As crianças que ganham até US$ 1 milhão por ano no YouTube
À medida que as regras de anúncios mudam, as crianças influencers procuram converter o status que têm no YouTube em algo além.
"Pensei que tivéssemos uma reunião", diz Damian Camarillo, um novo astro do YouTube de 12 anos de idade, olhando para o pai, Eli. O pai verifica o telefone. "Será amanhã, às duas horas. Eles continuaram mudando."
Damian se acomoda ainda mais no sofá, onde está descansando depois dos encontros na Toy Fair (feira de brinquedos) de Nova York, uma conferência anual da indústria, que atrai cerca de 25 mil pessoas de todo o mundo.
Durante décadas, o evento foi de domínio exclusivo de adultos —fabricantes de brinquedos, varejistas e empresas de comunicação—, com a apresentação dos mais recentes produtos e buscando a próxima tendência.
Mas, nos últimos anos, as personalidades infantis do YouTube se tornaram alguns dos maiores nomes do público presente.
Os Camarillos, que começaram a postar em 2015 e estouraram depois de postar um vídeo de Damian e o primo dele comendo salgadinhos apimentados, são estrelas estabelecidas nessa área.
Eles têm cerca de um milhão de seguidores em seus canais, que mostram Damian e seu irmão Deion, de 8 anos, realizando batalhas com brinquedos, fazendo corridas com carros de brinquedo e disputando partidas de jogos eletrônicos.
O maior canal deles, "Damian and Deion in Motion", atrai cerca de 13 milhões de visualizações por mês, segundo Camarillo.
A família, que mora no Estado do Arizona, ganha entre US$ 400 mil e US$ 1 milhão (entre R$ 1,8 milhão e R$ 4,65 milhões) por ano, diz Camarillo. Envios regulares de brinquedos e patrocínios diretos ajudam nas postagens e complementam as receitas de publicidade.
O negócio é tão grande que Camarillo deixou seu emprego como trabalhador de TI no setor de saúde há cerca de três anos.
Mas a família ainda tem algum caminho a percorrer antes de alcançar o status de Ryan Kaji, de 8 anos, cujo canal "Ryan's World" tem mais de 24 milhões de seguidores. Ele foi considerado o youtuber com maior rendimento na lista de 2019, com uma linha de brinquedos de US$ 200 milhões (R$ 920 milhões) e uma série na Nickelodeon.
"Esse garoto ganha US$ 25 milhões (R$ 116 milhões) por ano. Por que você não gostaria de estar nessa posição?", diz Camarillo. "Eu acho que esse é o objetivo."
O desejo de expandir ocorre em um momento crítico. Os fabricantes de brinquedos, diante de uma queda nas vendas em todo o setor, estão cada vez mais aprofundando seus relacionamentos com os criadores de conteúdo do YouTube, oferecendo vídeos patrocinados e acordos de licenciamento em resposta ao seu poder de atrair audiências e impulsionar as vendas dos produtos.

════════════════════

◆ **Instruções**
**1)** Transcreva, do texto sobre as crianças youtubers, o trecho que vai de "O maior canal" até "série na Nickelodeon.".
**2)** Segundo o texto sobre as crianças youtubers, em que trabalhava Eli Camarillo antes de deixar o emprego?
**3)** Dê seguimento ao texto sobre as crianças youtubers a partir da última frase apresentada.

[Rótulos de pontos dos objetos]
════════════════════

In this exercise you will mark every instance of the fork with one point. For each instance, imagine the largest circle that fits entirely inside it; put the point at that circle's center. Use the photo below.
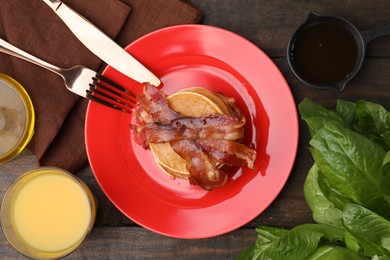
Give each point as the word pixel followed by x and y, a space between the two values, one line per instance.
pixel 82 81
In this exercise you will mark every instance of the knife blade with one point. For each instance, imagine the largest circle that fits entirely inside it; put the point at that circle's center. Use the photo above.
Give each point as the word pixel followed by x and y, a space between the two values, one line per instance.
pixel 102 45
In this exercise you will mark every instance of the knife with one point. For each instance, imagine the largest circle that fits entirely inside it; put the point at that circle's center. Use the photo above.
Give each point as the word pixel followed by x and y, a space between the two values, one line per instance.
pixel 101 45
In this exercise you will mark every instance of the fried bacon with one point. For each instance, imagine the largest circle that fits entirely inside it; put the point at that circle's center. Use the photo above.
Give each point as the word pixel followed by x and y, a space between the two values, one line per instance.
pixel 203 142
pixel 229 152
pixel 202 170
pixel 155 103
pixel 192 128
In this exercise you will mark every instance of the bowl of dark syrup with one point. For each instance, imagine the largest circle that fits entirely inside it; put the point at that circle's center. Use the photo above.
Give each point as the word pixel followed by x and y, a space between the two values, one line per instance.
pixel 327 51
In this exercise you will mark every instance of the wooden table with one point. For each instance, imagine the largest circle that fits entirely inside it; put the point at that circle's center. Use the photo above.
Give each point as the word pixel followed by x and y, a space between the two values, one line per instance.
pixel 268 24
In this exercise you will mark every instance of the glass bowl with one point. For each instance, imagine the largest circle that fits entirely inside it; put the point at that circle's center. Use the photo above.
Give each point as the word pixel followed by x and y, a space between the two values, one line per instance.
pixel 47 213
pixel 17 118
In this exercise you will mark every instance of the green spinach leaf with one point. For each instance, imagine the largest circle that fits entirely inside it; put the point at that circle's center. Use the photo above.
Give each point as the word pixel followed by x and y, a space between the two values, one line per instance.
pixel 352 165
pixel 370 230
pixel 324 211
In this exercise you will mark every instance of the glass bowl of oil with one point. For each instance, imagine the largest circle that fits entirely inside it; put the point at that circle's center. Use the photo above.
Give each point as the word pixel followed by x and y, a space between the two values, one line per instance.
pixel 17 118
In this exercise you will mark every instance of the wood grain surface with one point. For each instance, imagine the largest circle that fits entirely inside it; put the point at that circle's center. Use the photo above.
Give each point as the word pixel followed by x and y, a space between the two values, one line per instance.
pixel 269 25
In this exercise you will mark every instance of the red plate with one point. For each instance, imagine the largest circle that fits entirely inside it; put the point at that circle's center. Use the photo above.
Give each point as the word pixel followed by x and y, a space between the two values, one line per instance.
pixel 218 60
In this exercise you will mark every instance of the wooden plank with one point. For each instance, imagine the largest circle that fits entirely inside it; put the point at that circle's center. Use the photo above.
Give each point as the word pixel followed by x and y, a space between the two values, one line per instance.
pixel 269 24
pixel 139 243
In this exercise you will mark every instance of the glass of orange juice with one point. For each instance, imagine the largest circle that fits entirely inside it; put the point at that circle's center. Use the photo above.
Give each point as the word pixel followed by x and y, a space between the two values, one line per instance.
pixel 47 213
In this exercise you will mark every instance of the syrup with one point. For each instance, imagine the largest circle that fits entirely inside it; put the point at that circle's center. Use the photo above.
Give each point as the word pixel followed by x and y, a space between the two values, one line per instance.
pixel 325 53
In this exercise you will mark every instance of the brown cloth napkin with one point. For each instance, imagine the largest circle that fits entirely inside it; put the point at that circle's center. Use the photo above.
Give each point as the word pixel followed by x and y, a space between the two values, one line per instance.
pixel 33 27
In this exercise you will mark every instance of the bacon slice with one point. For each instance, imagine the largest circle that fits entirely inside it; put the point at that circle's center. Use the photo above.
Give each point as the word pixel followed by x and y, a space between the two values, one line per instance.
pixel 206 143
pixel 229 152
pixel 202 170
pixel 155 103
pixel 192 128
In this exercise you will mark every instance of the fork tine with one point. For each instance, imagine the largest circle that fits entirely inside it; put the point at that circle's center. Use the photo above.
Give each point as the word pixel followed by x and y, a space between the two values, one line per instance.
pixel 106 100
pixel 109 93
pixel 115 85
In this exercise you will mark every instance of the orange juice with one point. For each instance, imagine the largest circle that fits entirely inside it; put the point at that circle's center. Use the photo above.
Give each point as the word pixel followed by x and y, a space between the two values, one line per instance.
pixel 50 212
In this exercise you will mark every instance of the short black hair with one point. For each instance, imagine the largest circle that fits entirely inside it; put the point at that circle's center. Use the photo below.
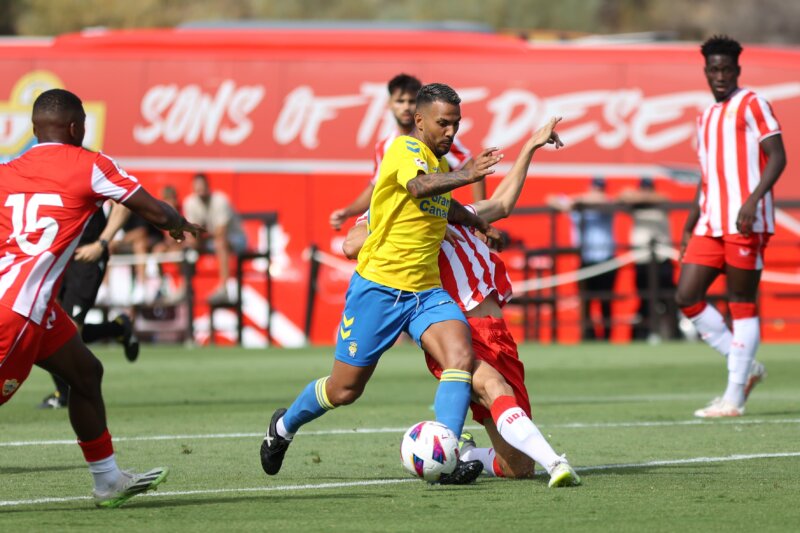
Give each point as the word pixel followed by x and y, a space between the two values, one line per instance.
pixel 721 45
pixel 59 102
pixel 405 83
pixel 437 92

════════════════════

◆ **Respostas abaixo**
**1)**
O maior canal deles, "Damian and Deion in Motion", atrai cerca de 13 milhões de visualizações por mês, segundo Camarillo.
A família, que mora no Estado do Arizona, ganha entre US$ 400 mil e US$ 1 milhão (entre R$ 1,8 milhão e R$ 4,65 milhões) por ano, diz Camarillo. Envios regulares de brinquedos e patrocínios diretos ajudam nas postagens e complementam as receitas de publicidade.
O negócio é tão grande que Camarillo deixou seu emprego como trabalhador de TI no setor de saúde há cerca de três anos.
Mas a família ainda tem algum caminho a percorrer antes de alcançar o status de Ryan Kaji, de 8 anos, cujo canal "Ryan's World" tem mais de 24 milhões de seguidores. Ele foi considerado o youtuber com maior rendimento na lista de 2019, com uma linha de brinquedos de US$ 200 milhões (R$ 920 milhões) e uma série na Nickelodeon.

**2)** Ele era trabalhador de TI no setor de saúde.

**3)**
Enquanto isso, os youtubers estão enfrentando uma queda na receita com anúncios, depois que a plataforma revisou suas políticas de publicidade para os canais infantis em meio a preocupações regulatórias sobre privacidade.
MUDANÇA NA REGRA
Para os Camarillos, as mudanças —que incluem limites para anúncios direcionados e o fim dos comentários— significaram uma queda instantânea na receita publicitária de cerca de 50%.
"Nós nos preparamos para isso. Sabíamos que estava chegando", diz Camarillo. Ainda assim, foi preciso fazer ajustes. Quando as mudanças foram anunciadas, a família tinha acabado de comprar uma casa.
Além da tensão financeira, alguns dizem que as novas regras do YouTube podem dificultar o surgimento de novas vozes. Atualmente, os Estados Unidos estão revisando alterações na lei que regulamenta a privacidade online das crianças.
No entanto, ainda que as regras para anúncios e marketing de mídia social envolvendo crianças se tornem mais rígidas, muitas pessoas do setor duvidam que isso prejudique o crescimento dos influencers.
Globalmente, espera-se que as empresas gastem quase US$ 10 bilhões (R$ 46,5 bilhões) em "marketing de influenciadores" este ano, acima dos US$ 6,5 bilhões (R$ 30 bilhões) em 2019, segundo estimativas do setor.
Na indústria de brinquedos, os influencers agora atraem quase tanto gastos com publicidade quanto a televisão tradicional, diz Juli Lennett, da empresa de pesquisa NPD Group. Para algumas empresas, pode ser muito mais. "Você precisa estar onde estão as crianças", diz ela.
EXPANSÃO DA INDÚSTRIA
Cerca de 40% das crianças de até 14 anos assistem a vídeos no YouTube pelo menos uma vez por semana. Mais de 60% nessa faixa etária compraram algo que viram em um vídeo, de acordo com uma pesquisa realizada em 2019 pelo NPD Group para a US Toy Association.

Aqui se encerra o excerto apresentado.